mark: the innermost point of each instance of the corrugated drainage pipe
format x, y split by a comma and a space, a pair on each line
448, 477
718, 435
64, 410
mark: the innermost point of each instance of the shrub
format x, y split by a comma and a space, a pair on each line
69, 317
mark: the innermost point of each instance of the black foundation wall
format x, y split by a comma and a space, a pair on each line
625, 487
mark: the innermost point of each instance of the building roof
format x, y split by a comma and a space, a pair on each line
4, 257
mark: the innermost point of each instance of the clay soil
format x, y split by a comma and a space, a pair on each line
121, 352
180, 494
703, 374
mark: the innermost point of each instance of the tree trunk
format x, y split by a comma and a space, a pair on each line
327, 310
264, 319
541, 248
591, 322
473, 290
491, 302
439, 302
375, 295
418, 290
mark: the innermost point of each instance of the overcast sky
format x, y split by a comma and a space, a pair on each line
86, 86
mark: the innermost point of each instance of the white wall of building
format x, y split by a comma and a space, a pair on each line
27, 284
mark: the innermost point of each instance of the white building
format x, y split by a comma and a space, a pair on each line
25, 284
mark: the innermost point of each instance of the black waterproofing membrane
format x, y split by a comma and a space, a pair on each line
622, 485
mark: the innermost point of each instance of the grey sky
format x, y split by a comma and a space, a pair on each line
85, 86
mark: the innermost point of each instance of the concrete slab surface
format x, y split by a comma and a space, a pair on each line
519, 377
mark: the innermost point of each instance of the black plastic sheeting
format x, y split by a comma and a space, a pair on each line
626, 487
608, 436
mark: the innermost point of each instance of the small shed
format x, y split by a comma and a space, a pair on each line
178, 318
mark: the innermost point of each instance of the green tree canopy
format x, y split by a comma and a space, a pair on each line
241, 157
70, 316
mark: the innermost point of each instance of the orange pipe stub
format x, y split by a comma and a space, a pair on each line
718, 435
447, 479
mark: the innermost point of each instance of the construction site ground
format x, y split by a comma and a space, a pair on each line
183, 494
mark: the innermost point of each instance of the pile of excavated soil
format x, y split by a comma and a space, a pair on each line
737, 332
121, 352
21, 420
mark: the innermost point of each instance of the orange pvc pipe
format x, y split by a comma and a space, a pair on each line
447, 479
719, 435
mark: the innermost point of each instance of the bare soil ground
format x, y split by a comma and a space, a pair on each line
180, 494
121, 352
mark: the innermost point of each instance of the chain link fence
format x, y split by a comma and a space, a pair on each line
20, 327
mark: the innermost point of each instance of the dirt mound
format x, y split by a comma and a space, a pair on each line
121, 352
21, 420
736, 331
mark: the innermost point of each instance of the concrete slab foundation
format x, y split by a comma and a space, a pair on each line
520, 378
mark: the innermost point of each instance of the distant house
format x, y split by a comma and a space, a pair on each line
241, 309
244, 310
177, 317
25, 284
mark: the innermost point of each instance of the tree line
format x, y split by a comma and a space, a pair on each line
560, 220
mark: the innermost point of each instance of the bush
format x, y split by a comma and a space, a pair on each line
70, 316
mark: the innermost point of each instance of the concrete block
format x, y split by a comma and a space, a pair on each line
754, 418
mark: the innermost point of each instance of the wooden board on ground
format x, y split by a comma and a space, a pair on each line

-=-=-

** WHAT NEEDS TO BE DONE **
Copy the records again, starting with the line that contains "mark: the innermost point of each instance of the bush" and continuing through the final line of the records, requests included. Multiply every point coordinate in the answers by 0.5 and round each result to a whole number, with halves rounded up.

** EXERCISE RESPONSE **
mark: the innermost point of each instance of the bush
format x, y split by a comma and a space, a pair on each line
35, 158
mark: the innermost point of each instance of the concrete block
format x, y split by a comma and a space, a pair on each line
377, 209
mark: the innermost point of each instance of the wooden board on ground
format x, y split by a comma and a space, a pair on each line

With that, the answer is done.